Records contained in a dataset
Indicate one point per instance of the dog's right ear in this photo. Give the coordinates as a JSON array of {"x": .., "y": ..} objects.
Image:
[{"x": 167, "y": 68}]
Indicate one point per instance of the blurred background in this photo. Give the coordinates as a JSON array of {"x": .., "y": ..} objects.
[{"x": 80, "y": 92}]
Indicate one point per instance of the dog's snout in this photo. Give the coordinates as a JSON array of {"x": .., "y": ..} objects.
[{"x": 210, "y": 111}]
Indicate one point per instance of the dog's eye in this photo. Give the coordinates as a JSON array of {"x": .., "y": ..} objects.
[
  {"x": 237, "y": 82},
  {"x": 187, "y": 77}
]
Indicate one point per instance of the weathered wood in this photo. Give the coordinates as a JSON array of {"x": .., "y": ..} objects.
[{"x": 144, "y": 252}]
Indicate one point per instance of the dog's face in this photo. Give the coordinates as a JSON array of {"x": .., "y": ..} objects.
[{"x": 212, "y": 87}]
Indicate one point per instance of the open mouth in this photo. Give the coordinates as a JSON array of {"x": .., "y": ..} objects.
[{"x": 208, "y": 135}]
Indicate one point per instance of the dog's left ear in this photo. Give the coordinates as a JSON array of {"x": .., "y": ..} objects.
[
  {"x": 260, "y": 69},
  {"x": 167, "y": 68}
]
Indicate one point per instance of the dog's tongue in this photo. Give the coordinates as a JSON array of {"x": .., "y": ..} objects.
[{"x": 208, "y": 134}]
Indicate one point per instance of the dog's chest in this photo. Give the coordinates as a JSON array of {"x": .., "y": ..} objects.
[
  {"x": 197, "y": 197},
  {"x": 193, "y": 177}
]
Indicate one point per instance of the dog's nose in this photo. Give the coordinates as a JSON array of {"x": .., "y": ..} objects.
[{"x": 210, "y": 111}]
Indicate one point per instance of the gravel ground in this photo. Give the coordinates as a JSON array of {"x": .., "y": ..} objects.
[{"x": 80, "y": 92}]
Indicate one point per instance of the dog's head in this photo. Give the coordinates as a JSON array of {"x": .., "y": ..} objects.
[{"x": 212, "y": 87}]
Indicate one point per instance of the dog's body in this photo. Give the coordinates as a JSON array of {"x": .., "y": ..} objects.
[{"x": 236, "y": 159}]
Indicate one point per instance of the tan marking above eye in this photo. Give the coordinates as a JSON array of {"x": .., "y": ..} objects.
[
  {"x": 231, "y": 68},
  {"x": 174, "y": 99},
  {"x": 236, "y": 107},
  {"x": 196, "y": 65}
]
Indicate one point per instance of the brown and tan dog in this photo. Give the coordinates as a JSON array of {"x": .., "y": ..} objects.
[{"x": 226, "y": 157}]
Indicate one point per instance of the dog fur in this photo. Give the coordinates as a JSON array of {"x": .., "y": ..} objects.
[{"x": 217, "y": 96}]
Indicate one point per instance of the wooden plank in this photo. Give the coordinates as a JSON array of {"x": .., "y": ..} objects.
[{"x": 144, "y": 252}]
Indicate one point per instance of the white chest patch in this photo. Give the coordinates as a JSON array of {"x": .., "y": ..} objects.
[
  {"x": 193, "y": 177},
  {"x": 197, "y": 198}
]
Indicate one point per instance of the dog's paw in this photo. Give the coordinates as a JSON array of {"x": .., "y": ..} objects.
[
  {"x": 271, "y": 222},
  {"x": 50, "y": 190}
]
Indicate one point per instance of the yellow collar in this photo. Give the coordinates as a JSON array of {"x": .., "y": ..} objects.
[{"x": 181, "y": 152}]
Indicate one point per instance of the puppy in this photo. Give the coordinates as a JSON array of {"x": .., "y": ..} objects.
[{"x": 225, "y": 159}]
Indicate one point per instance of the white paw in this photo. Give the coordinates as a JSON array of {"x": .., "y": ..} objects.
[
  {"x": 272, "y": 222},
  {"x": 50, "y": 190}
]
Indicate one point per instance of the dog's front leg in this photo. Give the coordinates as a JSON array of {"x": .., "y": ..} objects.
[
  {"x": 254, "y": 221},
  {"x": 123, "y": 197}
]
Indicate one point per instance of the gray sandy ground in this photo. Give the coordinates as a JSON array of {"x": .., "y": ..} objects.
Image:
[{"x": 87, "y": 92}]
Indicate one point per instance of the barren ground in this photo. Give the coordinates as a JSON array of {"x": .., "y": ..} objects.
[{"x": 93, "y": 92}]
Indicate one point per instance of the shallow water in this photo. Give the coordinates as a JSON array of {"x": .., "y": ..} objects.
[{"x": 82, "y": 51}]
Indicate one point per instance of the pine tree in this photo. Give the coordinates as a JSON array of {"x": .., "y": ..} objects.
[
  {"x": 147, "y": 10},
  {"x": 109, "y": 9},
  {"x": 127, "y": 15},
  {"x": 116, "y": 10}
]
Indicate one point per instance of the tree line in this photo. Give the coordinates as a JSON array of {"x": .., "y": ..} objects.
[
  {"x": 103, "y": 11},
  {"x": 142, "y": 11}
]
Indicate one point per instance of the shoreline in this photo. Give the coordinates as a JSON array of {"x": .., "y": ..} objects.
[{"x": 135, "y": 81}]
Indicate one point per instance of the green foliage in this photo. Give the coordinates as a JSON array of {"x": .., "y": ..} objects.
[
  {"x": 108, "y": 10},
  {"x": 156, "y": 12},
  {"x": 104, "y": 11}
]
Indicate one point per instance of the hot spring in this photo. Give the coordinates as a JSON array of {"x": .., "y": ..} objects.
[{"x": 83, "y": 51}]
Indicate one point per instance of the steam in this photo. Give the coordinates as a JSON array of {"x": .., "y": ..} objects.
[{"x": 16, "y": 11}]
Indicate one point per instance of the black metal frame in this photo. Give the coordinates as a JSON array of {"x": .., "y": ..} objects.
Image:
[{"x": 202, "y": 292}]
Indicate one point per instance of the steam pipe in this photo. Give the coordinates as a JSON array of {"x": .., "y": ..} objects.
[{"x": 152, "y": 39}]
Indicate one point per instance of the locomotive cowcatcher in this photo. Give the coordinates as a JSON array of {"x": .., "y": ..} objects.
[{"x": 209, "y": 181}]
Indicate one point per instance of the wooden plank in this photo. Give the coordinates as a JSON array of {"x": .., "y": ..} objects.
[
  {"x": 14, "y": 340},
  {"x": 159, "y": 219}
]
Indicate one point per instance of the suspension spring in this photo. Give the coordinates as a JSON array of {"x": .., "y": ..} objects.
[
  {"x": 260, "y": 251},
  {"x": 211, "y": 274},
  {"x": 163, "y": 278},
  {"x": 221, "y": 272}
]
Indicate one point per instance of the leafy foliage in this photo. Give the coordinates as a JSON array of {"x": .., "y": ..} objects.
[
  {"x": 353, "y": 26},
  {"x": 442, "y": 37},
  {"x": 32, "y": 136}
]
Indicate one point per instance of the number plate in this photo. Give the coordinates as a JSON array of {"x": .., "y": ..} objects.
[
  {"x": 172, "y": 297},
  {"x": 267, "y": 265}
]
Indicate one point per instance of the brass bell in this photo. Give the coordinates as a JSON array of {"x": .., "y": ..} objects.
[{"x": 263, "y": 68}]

* _Required action_
Exactly as written, copy the lines from the one containing "Indicate one point per instance of the number" to the end of the entries, both ends included.

* _Answer to this exercise_
Indicate one point per instance of the number plate in this photo. Give the coordinates as a JSON array of {"x": .., "y": ..} objects.
[
  {"x": 172, "y": 297},
  {"x": 267, "y": 265}
]
Indicate one point per instance of the brass bell in this photo. Give the coordinates as a JSON array of {"x": .., "y": ..} objects.
[{"x": 263, "y": 68}]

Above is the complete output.